Your goal: Reproduce every one of the records below word for word, but leave out the pictures.

Rows:
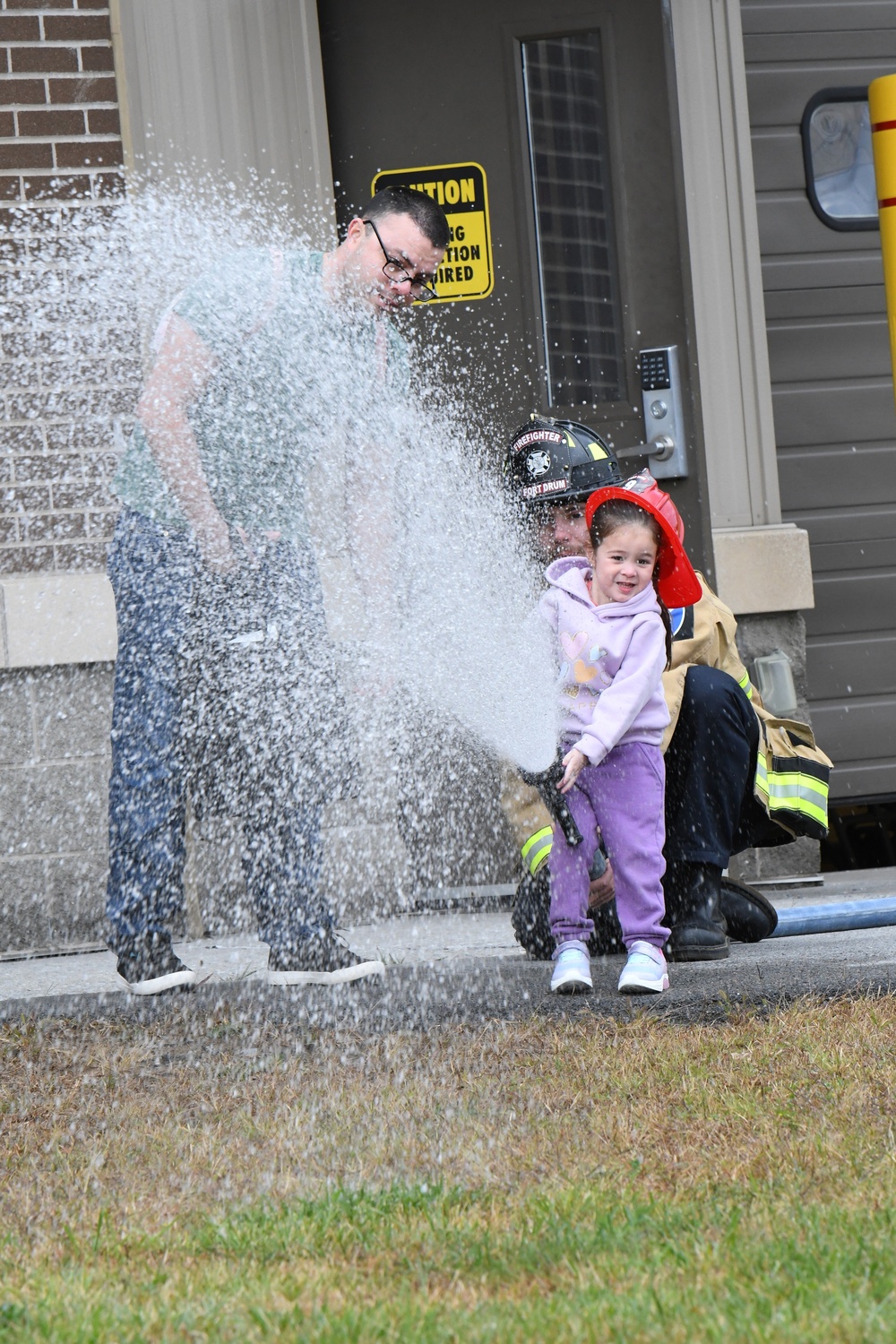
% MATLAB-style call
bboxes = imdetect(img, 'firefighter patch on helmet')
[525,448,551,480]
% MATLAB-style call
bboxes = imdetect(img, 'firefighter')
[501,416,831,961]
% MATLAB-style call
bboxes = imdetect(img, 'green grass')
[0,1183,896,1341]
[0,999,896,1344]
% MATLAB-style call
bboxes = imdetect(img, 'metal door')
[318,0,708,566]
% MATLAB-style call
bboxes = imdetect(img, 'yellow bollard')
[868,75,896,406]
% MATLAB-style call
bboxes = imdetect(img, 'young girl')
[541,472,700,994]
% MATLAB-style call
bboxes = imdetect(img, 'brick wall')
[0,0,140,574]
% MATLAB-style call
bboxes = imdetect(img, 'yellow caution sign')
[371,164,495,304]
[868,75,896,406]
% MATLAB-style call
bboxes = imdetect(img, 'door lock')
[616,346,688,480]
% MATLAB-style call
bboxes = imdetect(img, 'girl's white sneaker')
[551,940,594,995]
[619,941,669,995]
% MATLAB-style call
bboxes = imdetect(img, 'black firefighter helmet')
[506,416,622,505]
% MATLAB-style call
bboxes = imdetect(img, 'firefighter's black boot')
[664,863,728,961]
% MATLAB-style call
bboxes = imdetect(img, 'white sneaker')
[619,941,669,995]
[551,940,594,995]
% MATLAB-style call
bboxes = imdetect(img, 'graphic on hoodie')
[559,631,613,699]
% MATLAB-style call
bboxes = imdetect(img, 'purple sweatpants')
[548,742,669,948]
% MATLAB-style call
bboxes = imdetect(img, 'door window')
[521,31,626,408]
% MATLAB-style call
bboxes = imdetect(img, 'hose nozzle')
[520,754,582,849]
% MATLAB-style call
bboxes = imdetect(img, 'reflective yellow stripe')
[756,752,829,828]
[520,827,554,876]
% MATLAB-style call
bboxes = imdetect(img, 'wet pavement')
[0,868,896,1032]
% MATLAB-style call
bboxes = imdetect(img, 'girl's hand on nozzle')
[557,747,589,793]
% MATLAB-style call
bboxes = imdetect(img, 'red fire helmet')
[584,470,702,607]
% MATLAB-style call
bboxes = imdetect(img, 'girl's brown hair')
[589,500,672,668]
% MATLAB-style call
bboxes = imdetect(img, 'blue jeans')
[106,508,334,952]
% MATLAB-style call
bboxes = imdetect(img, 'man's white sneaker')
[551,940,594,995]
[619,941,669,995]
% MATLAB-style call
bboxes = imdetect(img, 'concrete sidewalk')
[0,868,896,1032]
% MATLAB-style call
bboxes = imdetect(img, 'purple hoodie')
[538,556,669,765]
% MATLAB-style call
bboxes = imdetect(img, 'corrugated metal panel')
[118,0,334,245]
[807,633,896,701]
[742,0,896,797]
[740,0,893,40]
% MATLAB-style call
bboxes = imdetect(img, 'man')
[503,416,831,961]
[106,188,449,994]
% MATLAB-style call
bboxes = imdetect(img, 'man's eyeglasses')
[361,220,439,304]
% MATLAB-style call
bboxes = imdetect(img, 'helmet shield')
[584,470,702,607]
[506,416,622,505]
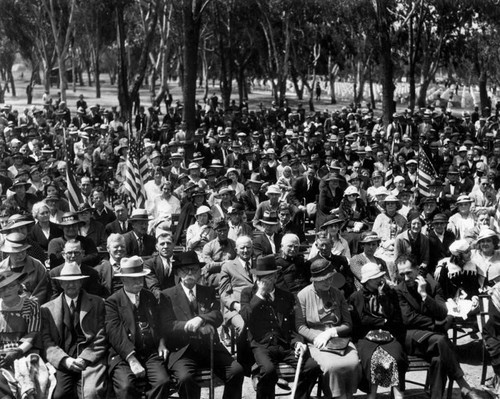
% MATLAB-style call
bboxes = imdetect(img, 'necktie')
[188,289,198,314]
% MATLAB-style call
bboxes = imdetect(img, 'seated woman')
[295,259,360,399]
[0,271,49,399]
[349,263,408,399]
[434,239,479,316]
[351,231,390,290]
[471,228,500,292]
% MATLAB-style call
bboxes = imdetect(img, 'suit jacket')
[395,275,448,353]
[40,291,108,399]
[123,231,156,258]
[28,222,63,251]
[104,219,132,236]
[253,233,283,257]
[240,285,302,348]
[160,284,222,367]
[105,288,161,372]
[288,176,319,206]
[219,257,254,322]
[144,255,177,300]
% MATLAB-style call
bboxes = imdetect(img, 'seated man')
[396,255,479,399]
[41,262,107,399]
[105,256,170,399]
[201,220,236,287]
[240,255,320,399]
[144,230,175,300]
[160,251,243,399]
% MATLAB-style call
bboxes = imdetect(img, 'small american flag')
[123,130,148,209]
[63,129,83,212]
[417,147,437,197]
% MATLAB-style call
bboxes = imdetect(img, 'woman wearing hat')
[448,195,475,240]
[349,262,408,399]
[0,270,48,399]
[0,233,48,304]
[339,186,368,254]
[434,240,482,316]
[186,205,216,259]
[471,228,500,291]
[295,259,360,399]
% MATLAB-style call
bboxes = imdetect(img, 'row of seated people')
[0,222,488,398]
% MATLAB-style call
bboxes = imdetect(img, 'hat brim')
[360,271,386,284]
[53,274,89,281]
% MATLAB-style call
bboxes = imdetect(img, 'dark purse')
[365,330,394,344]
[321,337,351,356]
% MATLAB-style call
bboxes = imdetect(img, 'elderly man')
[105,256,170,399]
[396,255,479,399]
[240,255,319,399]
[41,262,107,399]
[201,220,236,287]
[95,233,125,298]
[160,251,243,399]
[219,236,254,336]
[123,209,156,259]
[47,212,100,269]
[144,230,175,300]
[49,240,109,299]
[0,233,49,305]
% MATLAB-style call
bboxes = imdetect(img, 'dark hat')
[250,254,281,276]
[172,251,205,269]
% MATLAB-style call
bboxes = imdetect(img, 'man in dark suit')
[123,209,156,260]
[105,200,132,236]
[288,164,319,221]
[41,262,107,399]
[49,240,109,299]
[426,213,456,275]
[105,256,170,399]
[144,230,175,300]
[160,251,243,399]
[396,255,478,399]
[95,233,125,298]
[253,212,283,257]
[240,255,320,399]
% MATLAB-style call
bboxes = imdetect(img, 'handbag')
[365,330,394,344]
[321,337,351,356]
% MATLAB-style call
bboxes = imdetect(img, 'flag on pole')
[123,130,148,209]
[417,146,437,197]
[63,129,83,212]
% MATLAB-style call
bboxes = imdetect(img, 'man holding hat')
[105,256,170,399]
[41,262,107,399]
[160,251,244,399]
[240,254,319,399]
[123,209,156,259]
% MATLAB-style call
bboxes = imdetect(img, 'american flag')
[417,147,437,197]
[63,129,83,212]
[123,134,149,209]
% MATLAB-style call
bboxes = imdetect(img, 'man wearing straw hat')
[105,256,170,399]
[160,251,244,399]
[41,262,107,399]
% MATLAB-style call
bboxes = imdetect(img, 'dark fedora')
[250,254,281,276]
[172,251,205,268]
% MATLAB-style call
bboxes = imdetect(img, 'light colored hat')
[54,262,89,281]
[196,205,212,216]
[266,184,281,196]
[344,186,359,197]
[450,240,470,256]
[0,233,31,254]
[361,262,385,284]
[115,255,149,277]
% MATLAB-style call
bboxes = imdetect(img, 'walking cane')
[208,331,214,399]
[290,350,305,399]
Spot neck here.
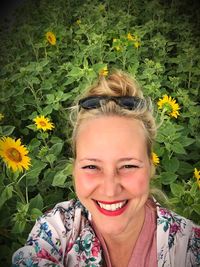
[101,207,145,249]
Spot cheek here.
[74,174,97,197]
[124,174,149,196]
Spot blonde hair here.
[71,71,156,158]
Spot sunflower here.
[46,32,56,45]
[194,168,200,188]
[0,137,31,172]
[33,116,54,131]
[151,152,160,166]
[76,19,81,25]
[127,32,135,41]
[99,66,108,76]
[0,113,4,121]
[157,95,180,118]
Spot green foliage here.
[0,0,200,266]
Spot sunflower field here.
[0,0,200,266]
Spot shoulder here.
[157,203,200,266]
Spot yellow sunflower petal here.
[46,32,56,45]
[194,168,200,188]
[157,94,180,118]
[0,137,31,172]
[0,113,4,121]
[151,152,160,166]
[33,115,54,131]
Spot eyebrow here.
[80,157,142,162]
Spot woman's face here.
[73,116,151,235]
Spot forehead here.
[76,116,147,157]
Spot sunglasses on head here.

Answer for the task:
% MATLAB-style call
bboxes = imdetect(img, 'firefighter patch on helmet')
[525,448,551,480]
% MATLAB-style call
bboxes = imdetect(img, 'firefighter')
[501,416,831,961]
% MATLAB-style call
bboxes = imdetect(img, 'green grass')
[0,1183,896,1341]
[0,999,896,1344]
% MATLAB-style call
bboxes = imdetect(img, 'metal door')
[318,0,708,566]
% MATLAB-style call
bboxes = imdetect(img, 'yellow bollard')
[868,75,896,406]
% MATLAB-style call
bboxes = imdetect(img, 'young girl')
[541,472,700,994]
% MATLAB-style call
bboxes = imdetect(img, 'brick wall')
[0,0,140,574]
% MATLAB-style call
bboxes = imdetect(img, 'yellow caution sign')
[371,164,495,304]
[868,75,896,406]
% MATLAB-style call
bboxes = imdetect(img, 'door lock')
[616,346,688,480]
% MATLAB-style call
bboxes = imdetect(img, 'girl's white sneaker')
[551,940,594,995]
[619,941,669,995]
% MATLAB-style call
bboxes = imdetect(img, 'black firefighter helmet')
[506,416,622,505]
% MATLAB-style call
bboxes = imdetect(img, 'firefighter's black boot')
[664,863,728,961]
% MATLAB-style call
bboxes = imdetect(img, 'white sneaker')
[619,941,669,995]
[551,940,594,995]
% MATLAB-style call
bboxes = imdetect(img, 'graphic on hoodie')
[559,631,613,699]
% MATLAB-style call
bboxes = imdetect(img, 'purple sweatpants')
[548,742,669,948]
% MATLAB-style call
bboxes = imdetect(img, 'door window')
[521,31,626,408]
% MATLAB-style call
bboxes = imdetect(img, 'hose nozzle')
[520,754,582,849]
% MATLAB-style call
bboxes = imdetect(img, 'reflective yellow stripe')
[756,752,829,828]
[520,827,554,876]
% MATLAB-style call
bboxes = imdetect(img, 'wet pavement')
[0,868,896,1032]
% MATLAB-style call
bboxes = imdetect(img, 'girl's hand on nozzle')
[557,747,589,793]
% MATLAB-style call
bboxes = imdetect(img, 'red fire helmet')
[584,470,702,607]
% MATLAB-style call
bboxes = imdetect(img, 'girl's brown hair')
[589,500,672,668]
% MATLAB-style call
bboxes = imdetect(img, 'blue jeans')
[106,508,334,952]
% MATLAB-style call
bboxes = imdetect(img, 'man's white sneaker')
[551,940,594,995]
[619,941,669,995]
% MATLAB-style call
bboxes = imdetect(img, 'concrete sidewalk')
[0,868,896,1032]
% MATLAB-style call
bboxes = imdetect(img, 'purple hoodie')
[538,556,669,765]
% MATLAB-style call
bboxes = imdetect(img, 'corrugated metal panel')
[118,0,334,245]
[807,633,896,701]
[742,0,896,797]
[740,0,893,40]
% MATLAB-style call
bboxes = imdetect(img, 'man')
[503,416,831,961]
[106,188,449,994]
% MATLAB-style call
bboxes = imdetect(img, 'man's eyeglasses')
[361,220,439,304]
% MATLAB-style call
bboxes = imdetect(img, 'helmet shield')
[584,470,702,607]
[506,416,622,505]
% MATLAB-style call
bboxes = imdetect(img, 'necktie')
[188,289,198,314]
% MATLAB-style call
bboxes = imdetect(img, 'seated woman')
[295,259,360,399]
[0,271,49,399]
[349,263,408,399]
[434,239,479,316]
[351,231,390,290]
[471,228,500,292]
% MATLAB-style call
bboxes = imdetect(img, 'suit jacket')
[395,275,448,353]
[40,291,108,399]
[123,231,156,258]
[28,222,63,251]
[104,219,132,236]
[253,233,283,257]
[240,285,302,348]
[160,284,222,367]
[105,288,161,372]
[288,176,319,206]
[219,257,254,322]
[144,255,177,300]
% MATLAB-style call
bboxes = imdetect(img, 'seated man')
[396,255,479,399]
[41,262,107,399]
[105,256,170,399]
[201,220,236,287]
[240,255,320,399]
[144,230,175,300]
[160,251,243,399]
% MATLAB-style call
bboxes = imdetect(img, 'small american flag')
[123,130,148,209]
[63,129,83,212]
[417,147,437,197]
% MATLAB-style call
bboxes = imdetect(img, 'woman wearing hat')
[448,195,475,240]
[349,262,408,399]
[0,270,48,399]
[0,233,48,304]
[339,186,368,254]
[434,240,482,316]
[186,205,216,259]
[471,228,500,291]
[295,259,360,399]
% MATLAB-style call
bboxes = imdetect(img, 'row of seated people')
[0,222,488,398]
% MATLAB-style call
bboxes = imdetect(img, 'hat brim')
[360,271,386,284]
[53,274,89,281]
% MATLAB-style call
bboxes = imdetect(img, 'dark purse')
[365,330,394,344]
[321,337,351,356]
% MATLAB-style call
bboxes = imdetect(img, 'elderly man')
[105,256,170,399]
[396,255,479,399]
[240,255,319,399]
[41,262,107,399]
[201,220,236,287]
[95,233,125,298]
[160,251,243,399]
[219,236,254,336]
[123,209,156,259]
[47,212,100,269]
[144,230,175,300]
[49,240,109,299]
[0,233,49,305]
% MATLAB-style call
bboxes = imdetect(img, 'dark hat')
[250,254,281,276]
[172,251,205,269]
% MATLAB-style call
bboxes = imdetect(img, 'man in dark suit')
[123,209,156,260]
[105,200,132,236]
[288,164,319,221]
[41,262,107,399]
[49,240,109,299]
[426,213,456,275]
[105,256,170,399]
[144,230,175,300]
[160,251,243,399]
[396,255,478,399]
[95,233,125,298]
[253,212,283,257]
[240,255,320,399]
% MATLAB-style call
bboxes = imdetect(img, 'handbag')
[365,330,394,344]
[321,337,351,356]
% MATLAB-style call
bboxes = imdetect(img, 'flag on pole')
[123,130,148,209]
[417,146,437,197]
[63,129,83,212]
% MATLAB-style call
bboxes = imdetect(img, 'man holding hat')
[105,256,170,399]
[41,262,107,399]
[160,251,244,399]
[240,254,319,399]
[123,209,156,259]
% MATLAB-style call
bboxes = imdetect(img, 'american flag')
[417,147,437,197]
[63,129,83,212]
[123,134,149,209]
% MATLAB-style call
bboxes = imdetect(img, 'man wearing straw hat')
[105,256,170,399]
[160,251,244,399]
[41,262,107,399]
% MATLAB-style call
bboxes = imdetect(img, 'dark fedora')
[250,254,281,276]
[172,251,205,268]
% MATLAB-style call
bboxes = imdetect(img, 'light colored hat')
[54,262,89,281]
[196,205,212,216]
[266,184,281,196]
[344,186,359,197]
[450,240,470,256]
[0,233,31,254]
[361,262,385,284]
[115,255,149,277]
% MATLAB-style call
bboxes = imdetect(img, 'walking cane')
[208,331,214,399]
[290,350,305,399]
Spot neck here.
[101,207,145,249]
Spot cheek here.
[74,174,97,197]
[124,174,149,196]
Spot blonde hair here.
[71,71,156,158]
Spot sunflower here.
[46,32,56,45]
[194,168,200,188]
[0,137,31,172]
[33,116,54,131]
[151,152,160,166]
[76,19,81,25]
[127,32,135,41]
[99,66,108,76]
[0,113,4,121]
[157,95,180,118]
Spot green foliage here.
[0,0,200,266]
Spot sunflower field here.
[0,0,200,266]
Spot shoulder here.
[157,203,200,266]
Spot yellow sunflower petal here.
[46,32,56,45]
[194,168,200,188]
[157,94,180,118]
[0,137,31,172]
[0,113,4,121]
[151,152,160,166]
[33,115,54,131]
Spot eyebrow here.
[80,157,142,162]
Spot woman's face here.
[73,116,151,235]
Spot forehead here.
[76,116,147,157]
Spot sunglasses on head here.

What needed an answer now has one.